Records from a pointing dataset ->
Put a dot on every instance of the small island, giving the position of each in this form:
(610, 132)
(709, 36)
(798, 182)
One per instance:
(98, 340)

Work to do ->
Copy out every line of the data above without changing anything.

Response to the task ->
Put a dot on every instance of the small island, giving the position of each in this form:
(610, 132)
(709, 36)
(798, 182)
One per instance:
(98, 340)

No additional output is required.